- Provided material -
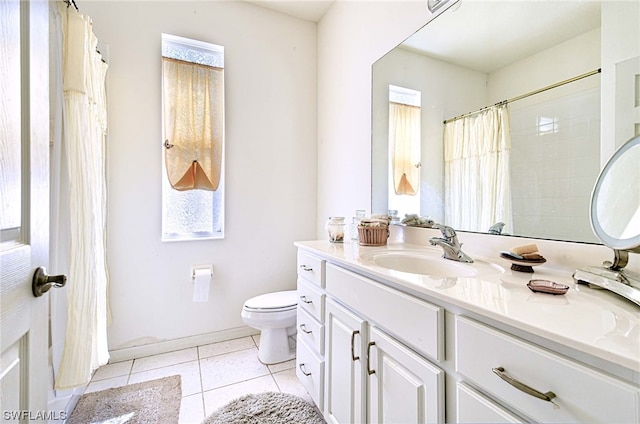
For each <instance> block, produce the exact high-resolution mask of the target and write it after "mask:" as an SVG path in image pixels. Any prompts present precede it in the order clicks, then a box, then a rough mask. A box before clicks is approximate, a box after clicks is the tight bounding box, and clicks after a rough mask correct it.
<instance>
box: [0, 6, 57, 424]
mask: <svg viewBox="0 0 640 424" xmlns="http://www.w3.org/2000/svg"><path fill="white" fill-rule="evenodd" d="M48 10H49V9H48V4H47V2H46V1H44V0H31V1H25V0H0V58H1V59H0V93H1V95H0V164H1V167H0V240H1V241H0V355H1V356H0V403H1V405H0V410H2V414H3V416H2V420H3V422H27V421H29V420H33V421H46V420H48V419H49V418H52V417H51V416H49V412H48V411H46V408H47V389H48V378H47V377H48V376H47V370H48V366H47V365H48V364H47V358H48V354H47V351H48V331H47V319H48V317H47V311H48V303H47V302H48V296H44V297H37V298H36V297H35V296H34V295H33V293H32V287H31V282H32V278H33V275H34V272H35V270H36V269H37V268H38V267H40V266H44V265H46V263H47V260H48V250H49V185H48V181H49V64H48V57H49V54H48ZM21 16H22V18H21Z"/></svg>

---

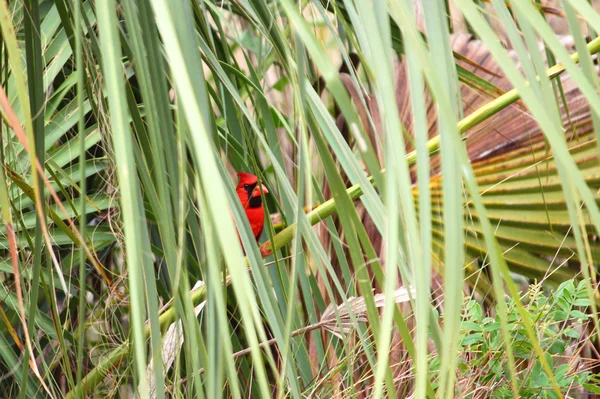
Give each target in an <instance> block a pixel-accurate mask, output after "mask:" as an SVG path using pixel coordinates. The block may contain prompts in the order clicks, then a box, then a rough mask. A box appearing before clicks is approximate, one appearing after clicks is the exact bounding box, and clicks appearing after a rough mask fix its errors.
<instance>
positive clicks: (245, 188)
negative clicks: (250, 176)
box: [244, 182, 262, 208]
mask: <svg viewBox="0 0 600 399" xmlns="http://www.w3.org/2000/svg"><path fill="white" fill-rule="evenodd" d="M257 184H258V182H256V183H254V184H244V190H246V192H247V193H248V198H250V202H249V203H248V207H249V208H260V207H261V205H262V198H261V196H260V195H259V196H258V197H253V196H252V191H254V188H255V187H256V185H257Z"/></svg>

- Assignment -
Your task is to copy each line of the entries that includes the word "exact".

- Output for this exercise -
For each <instance> block, produce the exact high-resolution mask of the target and write it after "mask:" as an SVG path in image pixels. Any prompts present precede it in the order clicks, then a box, then a rough mask. A box before clicks is approximate, a box after clicks is the tight bounding box, and clicks after a rough mask correct it.
Give each target in an <instance> block a pixel-accurate mask, output after "mask:" as an SVG path using pixel coordinates. The block may contain prompts in the order clicks, then a box, then a rough mask. A box appearing before clicks is approximate, one appearing after clicks is the exact bounding box, and clicks appearing after a rough mask fix its errors.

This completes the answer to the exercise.